[WORK INSTRUCTIONS]:
In the passage on the movie C'mon C'mon, list every verb that names what mothering a child involves.

[PASSAGE]:
* * * *
In the 2021 movie C’mon C’mon, Juaquin Phoenix plays an uncle of a smart, eccentric little boy, whom he has to take care of, after his mother leaves the city to take care of her ex-husband. What this movie is about, among other things, is the sheer energy and effort it takes to mother a child, that is to say, to care, nourish, support, educate, and correct a child that takes years to grow up, and still need you.
After only a few days, Phoenix calls the child’s mother and asks her how she does it, the single parenting? Her answer is an honest one: I don’t know. You just have to guess what’s best for him, and mostly pretend that you know what you are doing.
Later in the movie, Phoenix reads a line from Rose’s book, which says how mothers are burdened with the task of correcting everything that is wrong with this world. It was this book that I’ve read now: an essay on love and cruelty.
Come to think of it, it really is so: mothers are eventually responsible to hide away the bitterness and harshness of the world, to defy everything that is wrong and posit an image of optimism, hope, courage, and goodness. For if they fail, the very fabric of our society will start to come unstuck. Every bit of sanity that we have will start to wither away. There wouldn’t be a force to balance the abundant evils and errors of our world.
Given how much depends on our mothers, it is a shame they get so little credit when it comes to serious talks. Sure, religions offer its due respect towards mothers, which also becomes our primary source of realization that mothers are key to our lives, both individual and combined – but in matters of society building, town planning, policies and government, social gatherings, and in every decision that shapes our we function as a nation or a society, it is almost always men. And even if women are included, they are not there as mothers, but as politicians and activists.
Motherhood and mothers, it seems, are constraint within the walls of the home only – outside, it is as if they don’t even exist, as if their products are now ours to use without any concern shown towards where it came from.
* * * *
[RECORD EXTRACTS]:
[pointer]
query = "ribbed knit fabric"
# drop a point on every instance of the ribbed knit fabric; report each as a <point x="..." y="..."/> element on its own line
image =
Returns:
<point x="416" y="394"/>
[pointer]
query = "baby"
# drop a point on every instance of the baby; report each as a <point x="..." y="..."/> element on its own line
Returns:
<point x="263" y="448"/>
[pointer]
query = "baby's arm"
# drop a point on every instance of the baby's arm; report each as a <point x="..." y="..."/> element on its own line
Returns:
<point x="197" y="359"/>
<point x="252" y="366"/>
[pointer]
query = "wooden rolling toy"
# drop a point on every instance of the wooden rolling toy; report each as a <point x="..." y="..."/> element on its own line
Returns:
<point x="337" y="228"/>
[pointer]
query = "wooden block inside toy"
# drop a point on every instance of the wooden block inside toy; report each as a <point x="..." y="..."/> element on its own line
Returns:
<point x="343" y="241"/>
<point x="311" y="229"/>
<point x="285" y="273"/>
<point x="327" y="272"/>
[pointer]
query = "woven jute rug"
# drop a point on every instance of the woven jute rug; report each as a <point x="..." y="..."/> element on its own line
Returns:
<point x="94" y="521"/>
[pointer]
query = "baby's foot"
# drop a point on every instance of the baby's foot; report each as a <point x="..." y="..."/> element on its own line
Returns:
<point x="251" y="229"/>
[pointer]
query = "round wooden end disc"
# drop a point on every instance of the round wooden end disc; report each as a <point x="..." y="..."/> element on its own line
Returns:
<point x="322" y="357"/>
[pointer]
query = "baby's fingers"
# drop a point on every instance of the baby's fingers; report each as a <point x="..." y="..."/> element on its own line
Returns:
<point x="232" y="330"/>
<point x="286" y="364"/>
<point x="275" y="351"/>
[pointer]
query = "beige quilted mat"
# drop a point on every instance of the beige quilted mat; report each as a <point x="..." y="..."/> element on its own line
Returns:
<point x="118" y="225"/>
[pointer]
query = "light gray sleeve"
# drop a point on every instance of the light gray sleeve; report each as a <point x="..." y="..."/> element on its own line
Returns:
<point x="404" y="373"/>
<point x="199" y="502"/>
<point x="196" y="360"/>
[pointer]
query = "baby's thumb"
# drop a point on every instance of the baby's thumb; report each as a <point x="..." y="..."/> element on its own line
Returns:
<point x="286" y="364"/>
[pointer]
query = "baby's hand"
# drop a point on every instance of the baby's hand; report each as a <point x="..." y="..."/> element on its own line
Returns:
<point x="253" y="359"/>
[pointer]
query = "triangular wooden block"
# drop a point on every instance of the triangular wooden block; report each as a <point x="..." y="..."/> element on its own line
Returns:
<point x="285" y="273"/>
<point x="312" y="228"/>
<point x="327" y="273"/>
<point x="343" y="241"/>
* * * *
[YOUR RESPONSE]:
care, nourish, support, educate, correct